=== Problem description ===
Copy out again, unchanged, the listing below from the line that has "positive clicks: (195, 361)" through the line that has "positive clicks: (202, 321)".

=== Information given ===

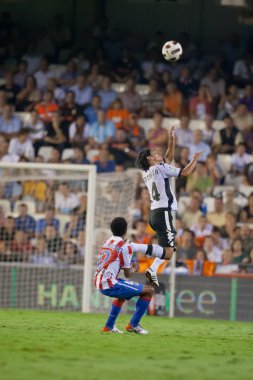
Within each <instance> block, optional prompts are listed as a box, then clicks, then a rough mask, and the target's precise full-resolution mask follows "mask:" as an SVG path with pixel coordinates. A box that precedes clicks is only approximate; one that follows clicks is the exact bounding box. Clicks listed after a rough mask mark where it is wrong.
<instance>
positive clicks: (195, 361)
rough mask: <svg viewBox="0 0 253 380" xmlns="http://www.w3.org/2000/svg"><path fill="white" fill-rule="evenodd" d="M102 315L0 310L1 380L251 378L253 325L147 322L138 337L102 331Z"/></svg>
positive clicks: (202, 321)
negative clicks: (33, 379)
mask: <svg viewBox="0 0 253 380" xmlns="http://www.w3.org/2000/svg"><path fill="white" fill-rule="evenodd" d="M105 318H106V317H105V315H97V314H96V315H94V314H92V315H82V314H81V313H60V312H43V311H18V310H0V379H1V380H21V379H22V380H33V379H34V380H42V379H43V380H44V379H46V380H51V379H54V380H58V379H59V380H65V379H66V380H104V379H106V380H107V379H108V380H109V379H110V380H116V379H117V380H142V379H145V380H146V379H150V380H151V379H154V380H160V379H164V380H165V379H166V380H167V379H169V380H174V379H180V380H183V379H191V380H205V379H206V380H211V379H215V380H221V379H222V380H223V379H227V380H231V379H236V380H238V379H239V380H244V379H245V380H246V379H251V380H252V379H253V324H252V323H239V322H223V321H222V322H220V321H207V320H197V319H195V320H193V319H182V318H181V319H168V318H160V317H145V318H144V319H143V326H144V327H145V328H147V329H148V330H149V331H150V334H149V335H147V336H142V335H134V334H127V333H126V334H124V335H113V334H101V333H100V327H101V326H102V325H103V323H104V321H105ZM128 319H129V316H126V315H122V316H120V317H119V321H118V324H117V325H118V327H119V328H123V327H124V326H125V324H126V322H127V321H128Z"/></svg>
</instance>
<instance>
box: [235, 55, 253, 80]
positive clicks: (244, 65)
mask: <svg viewBox="0 0 253 380" xmlns="http://www.w3.org/2000/svg"><path fill="white" fill-rule="evenodd" d="M233 76H234V80H235V81H236V83H237V84H238V85H239V86H243V85H245V84H249V83H251V84H252V83H253V63H252V57H251V55H249V54H247V55H244V56H243V58H242V59H238V60H237V61H236V62H235V64H234V68H233Z"/></svg>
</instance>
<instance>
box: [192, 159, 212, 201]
mask: <svg viewBox="0 0 253 380" xmlns="http://www.w3.org/2000/svg"><path fill="white" fill-rule="evenodd" d="M213 186H214V182H213V179H212V177H211V176H210V175H208V173H207V167H206V163H204V162H199V163H198V165H197V167H196V170H195V171H194V173H192V175H191V176H189V177H187V181H186V192H187V193H189V194H191V192H192V191H193V190H197V191H200V192H201V193H202V194H204V195H209V194H211V192H212V189H213Z"/></svg>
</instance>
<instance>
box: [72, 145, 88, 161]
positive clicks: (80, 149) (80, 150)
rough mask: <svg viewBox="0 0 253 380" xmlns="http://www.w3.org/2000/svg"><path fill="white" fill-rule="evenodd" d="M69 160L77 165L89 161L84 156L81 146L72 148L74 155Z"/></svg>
mask: <svg viewBox="0 0 253 380" xmlns="http://www.w3.org/2000/svg"><path fill="white" fill-rule="evenodd" d="M71 162H72V163H73V164H78V165H88V164H89V163H90V162H89V161H88V160H87V158H86V157H85V155H84V150H83V149H82V148H81V147H75V148H74V157H73V159H72V160H71Z"/></svg>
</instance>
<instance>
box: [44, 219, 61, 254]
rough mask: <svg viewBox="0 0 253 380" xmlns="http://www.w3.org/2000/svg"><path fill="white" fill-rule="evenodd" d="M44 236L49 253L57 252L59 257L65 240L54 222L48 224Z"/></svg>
mask: <svg viewBox="0 0 253 380" xmlns="http://www.w3.org/2000/svg"><path fill="white" fill-rule="evenodd" d="M44 237H45V242H46V247H47V251H48V253H49V254H55V255H56V256H55V257H56V258H57V256H58V255H59V254H60V252H61V249H62V246H63V241H62V238H61V237H60V236H59V235H58V234H57V231H56V229H55V227H54V225H53V224H48V225H47V226H46V227H45V232H44Z"/></svg>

=== Output for this task ===
positive clicks: (195, 361)
rough mask: <svg viewBox="0 0 253 380" xmlns="http://www.w3.org/2000/svg"><path fill="white" fill-rule="evenodd" d="M102 315L0 310L1 380L251 378L253 325L147 322L138 337L102 331Z"/></svg>
positive clicks: (202, 321)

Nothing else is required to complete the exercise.